**What to do**. Could you write out again every line of the items, starting at the line containing "Task: tag the orange-brown" and ending at the last line of the items, with everything else kept as it is? Only the point coordinates in the answers should change: multiply each by 0.2 and round to a whole number, with halves rounded up.

**Dataset excerpts**.

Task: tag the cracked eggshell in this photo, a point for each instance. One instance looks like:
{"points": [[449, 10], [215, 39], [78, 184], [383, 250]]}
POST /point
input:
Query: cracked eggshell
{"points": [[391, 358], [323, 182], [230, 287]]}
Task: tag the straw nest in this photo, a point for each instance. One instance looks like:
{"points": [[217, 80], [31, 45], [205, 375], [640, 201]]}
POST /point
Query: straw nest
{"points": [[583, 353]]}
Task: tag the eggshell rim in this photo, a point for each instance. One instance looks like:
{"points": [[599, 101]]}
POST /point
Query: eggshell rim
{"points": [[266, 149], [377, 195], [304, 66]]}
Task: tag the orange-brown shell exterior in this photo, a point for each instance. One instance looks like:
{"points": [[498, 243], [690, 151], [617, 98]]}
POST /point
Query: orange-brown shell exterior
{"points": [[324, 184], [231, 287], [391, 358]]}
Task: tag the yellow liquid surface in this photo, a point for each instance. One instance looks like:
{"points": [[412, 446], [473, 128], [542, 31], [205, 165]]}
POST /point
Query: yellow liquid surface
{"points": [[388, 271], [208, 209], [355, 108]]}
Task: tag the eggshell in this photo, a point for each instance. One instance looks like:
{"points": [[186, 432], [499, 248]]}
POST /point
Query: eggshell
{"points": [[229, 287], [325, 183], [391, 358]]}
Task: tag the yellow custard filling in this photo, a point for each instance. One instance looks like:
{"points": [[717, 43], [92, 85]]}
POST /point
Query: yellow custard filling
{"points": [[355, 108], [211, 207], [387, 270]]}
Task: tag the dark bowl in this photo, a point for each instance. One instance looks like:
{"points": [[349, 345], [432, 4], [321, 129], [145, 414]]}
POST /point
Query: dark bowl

**Correct answer**.
Task: tag the orange-brown shell exterior in this photo, a point for each instance. One instance looks like:
{"points": [[498, 243], [690, 151], [617, 98]]}
POST /point
Query: orange-brown shell exterior
{"points": [[65, 37], [46, 57], [78, 72]]}
Task: tag the yellow liquid surface in this photo, a point for each instance. One instance looks like:
{"points": [[412, 446], [473, 128], [542, 31], [205, 165]]}
POST /point
Query: yellow liquid surface
{"points": [[78, 54], [42, 42], [71, 22]]}
Task: tag the eggshell in this photo, a point for each instance. One instance looks like:
{"points": [[186, 432], [499, 248]]}
POST /point
Query: eggshell
{"points": [[46, 57], [65, 37], [78, 72]]}
Task: tag the yellow custard filling in this photo, a point for each instance. One instance looks like:
{"points": [[717, 43], [92, 85]]}
POST /point
Query: yellow custard filling
{"points": [[71, 22], [42, 41], [77, 54]]}
Task: tag the dark bowl in this photo, a point for each instance. One instance looks like:
{"points": [[349, 345], [432, 4], [321, 129], [145, 414]]}
POST /point
Query: dark bowl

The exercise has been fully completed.